▶ _Отрывок страницы_:
• • • •

Лжетрактат о манипуляции | страница 10
Меня, как дочь священника, шутка Чорана пленила не только тем, как он уклонился от вопроса насчет причин его ожесточения против апостола Павла. Мне показалось, что я давно нашла ответ на вопрос, который сама мысленно поставила на полях его книг. При всем видимом упрощенчестве, мое предположение было такое: ожесточение представляло собой форму зависти к другому мыслителю, которому, несмотря на его интеллектуальность, не было отказано в вере. Что поразило меня в его ответе, так это свидетельство — возможно, невольное, — что его религиозные корни, как и корни этнические, затрудняли ему жизнь и ограничивали свободу, и это раздражало его не только потому, что ограничения унижали, но и потому, что он чувствовал еще большее унижение от своей собственной неспособности отграничиться от них. Сколько бы ни отказывался он говорить по-румынски, сколько бы ни сближались с кощунством его блестящие антихристианские диатрибы, он знал, что речь идет только о попытке манипулировать истиной, которую он знал и от которой, он тоже знал, ему было не отделаться, как бы он ни старался. Пригорок Боаки[2] при всей самоироничности тона, каким он произносил это прозвание, вызывал при каждом воспоминании болезненную ностальгическую дрожь, а в блистательности выпадов против апостола Павла из-под рьяного упрямства проглядывало сомнение.

• • • •

▶ _Фрагмент данных_:
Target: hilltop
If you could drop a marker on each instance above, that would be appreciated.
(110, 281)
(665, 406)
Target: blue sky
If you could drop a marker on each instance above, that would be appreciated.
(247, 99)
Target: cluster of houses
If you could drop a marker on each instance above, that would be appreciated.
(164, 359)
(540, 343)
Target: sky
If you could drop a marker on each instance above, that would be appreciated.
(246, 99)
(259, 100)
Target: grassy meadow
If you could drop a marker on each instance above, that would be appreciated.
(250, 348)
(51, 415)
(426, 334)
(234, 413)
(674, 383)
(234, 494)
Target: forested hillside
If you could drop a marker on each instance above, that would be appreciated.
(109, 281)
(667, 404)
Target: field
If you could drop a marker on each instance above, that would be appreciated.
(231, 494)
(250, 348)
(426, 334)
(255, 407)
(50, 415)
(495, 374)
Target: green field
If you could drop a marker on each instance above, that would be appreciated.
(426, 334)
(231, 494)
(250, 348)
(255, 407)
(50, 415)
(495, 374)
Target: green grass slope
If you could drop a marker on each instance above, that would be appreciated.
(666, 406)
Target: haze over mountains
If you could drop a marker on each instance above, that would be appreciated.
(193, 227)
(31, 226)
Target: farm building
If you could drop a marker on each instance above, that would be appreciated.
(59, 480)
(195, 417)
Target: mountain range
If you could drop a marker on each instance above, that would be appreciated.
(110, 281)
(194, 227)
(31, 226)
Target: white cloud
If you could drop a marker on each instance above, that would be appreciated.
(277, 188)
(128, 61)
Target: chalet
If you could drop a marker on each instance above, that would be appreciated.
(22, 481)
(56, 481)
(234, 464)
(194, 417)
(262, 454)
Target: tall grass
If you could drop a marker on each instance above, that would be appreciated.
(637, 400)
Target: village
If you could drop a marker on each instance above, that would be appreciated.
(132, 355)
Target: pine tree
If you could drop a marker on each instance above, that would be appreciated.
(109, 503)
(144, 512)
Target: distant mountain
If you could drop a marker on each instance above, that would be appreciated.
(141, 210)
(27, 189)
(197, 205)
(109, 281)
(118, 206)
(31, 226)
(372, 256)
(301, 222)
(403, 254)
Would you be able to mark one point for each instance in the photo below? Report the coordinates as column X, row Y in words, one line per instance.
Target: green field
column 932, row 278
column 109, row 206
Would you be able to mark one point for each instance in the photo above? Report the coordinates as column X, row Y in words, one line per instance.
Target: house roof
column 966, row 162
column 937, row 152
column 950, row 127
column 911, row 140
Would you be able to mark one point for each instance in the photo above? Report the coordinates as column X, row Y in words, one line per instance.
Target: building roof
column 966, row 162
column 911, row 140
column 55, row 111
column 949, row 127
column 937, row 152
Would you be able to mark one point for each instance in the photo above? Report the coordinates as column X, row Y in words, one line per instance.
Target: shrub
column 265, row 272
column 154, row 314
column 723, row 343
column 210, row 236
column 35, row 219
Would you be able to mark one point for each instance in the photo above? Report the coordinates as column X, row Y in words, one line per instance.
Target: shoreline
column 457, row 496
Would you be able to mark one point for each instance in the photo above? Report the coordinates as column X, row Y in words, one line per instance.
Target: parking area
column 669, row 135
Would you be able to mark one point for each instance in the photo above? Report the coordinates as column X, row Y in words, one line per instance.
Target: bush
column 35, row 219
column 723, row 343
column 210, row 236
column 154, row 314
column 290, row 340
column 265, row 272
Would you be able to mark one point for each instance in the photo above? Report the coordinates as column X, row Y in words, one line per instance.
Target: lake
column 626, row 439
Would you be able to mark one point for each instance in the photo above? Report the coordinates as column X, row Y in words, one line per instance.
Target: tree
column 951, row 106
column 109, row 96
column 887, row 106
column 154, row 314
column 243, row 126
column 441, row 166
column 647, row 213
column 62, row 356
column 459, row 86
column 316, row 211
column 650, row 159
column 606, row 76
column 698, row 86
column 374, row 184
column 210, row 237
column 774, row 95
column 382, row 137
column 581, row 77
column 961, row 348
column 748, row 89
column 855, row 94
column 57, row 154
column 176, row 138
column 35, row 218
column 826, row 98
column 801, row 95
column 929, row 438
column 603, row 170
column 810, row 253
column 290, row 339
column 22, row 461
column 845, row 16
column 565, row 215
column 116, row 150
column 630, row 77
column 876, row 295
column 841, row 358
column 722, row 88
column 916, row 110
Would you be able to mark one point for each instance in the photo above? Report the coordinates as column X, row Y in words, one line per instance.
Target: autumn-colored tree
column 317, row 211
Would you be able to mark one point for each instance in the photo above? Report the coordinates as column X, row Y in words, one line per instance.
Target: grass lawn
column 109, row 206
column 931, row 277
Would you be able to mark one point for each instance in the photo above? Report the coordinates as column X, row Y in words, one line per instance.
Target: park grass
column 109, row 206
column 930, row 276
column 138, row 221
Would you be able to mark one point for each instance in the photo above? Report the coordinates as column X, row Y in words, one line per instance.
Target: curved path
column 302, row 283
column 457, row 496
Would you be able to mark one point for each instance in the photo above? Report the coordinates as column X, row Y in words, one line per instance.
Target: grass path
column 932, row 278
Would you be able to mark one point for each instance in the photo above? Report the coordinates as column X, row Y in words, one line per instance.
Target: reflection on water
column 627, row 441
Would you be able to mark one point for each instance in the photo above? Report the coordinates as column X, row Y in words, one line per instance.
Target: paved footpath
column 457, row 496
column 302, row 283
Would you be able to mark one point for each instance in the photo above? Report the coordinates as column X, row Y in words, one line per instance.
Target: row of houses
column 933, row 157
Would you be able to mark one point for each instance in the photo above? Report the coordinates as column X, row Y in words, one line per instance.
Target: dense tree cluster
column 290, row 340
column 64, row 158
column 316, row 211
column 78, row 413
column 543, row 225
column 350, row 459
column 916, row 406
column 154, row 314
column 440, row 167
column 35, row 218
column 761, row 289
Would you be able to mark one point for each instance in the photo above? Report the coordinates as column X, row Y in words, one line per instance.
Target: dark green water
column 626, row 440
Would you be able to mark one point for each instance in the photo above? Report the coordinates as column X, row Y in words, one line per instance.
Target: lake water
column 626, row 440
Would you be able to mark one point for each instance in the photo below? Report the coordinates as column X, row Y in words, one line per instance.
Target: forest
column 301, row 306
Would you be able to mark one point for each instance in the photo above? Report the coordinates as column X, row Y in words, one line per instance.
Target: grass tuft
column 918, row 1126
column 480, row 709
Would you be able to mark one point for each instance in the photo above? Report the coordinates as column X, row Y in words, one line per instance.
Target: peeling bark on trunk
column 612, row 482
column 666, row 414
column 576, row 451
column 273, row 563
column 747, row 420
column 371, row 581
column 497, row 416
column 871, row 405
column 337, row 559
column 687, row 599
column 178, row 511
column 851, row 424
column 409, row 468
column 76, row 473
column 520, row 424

• • • •

▶ _Список заданий_:
1: Ответьте на вопросы по отрывку о Чоране и отметьте ответы теми же буквами.
(а) Кем приходится рассказчица священнику?
(б) Против какого апостола были направлены выпады Чорана?
(в) На каком языке Чоран отказывался говорить?
2: Продолжите отрывок о Чоране, начав сразу после его последнего предложения.
Эти данные никак не связаны с текстом.

▶ _Ожидаемые ответы_:
1:
(а) Она дочь священника.
(б) Против апостола Павла.
(в) На румынском.

2:
Естественным образом напрашивался вопрос: а то, что я была дочерью моего отца, это когда-нибудь меня угнетало, чувствовала ли я себя когда-нибудь скованной тем, как моя судьба обусловлена дефиницией моего отца? Однако еще не закончив формулировать этот зеркальный вопрос, который был продиктован не недостатком скромности, но, напротив, тревожным смирением, я поняла, что параллель здесь абсурдна, просто-напросто из-за того, что мой отроческий бунт, который нормальным образом должен был обернуться против родителей (как это обычно бывает), в условиях, когда мне ставили в укор мое социальное происхождение (со всеми его религиозными, политическими, философскими коннотациями), перешел в солидарность с ними, с теми, кто страдал и из-за кого страдала я.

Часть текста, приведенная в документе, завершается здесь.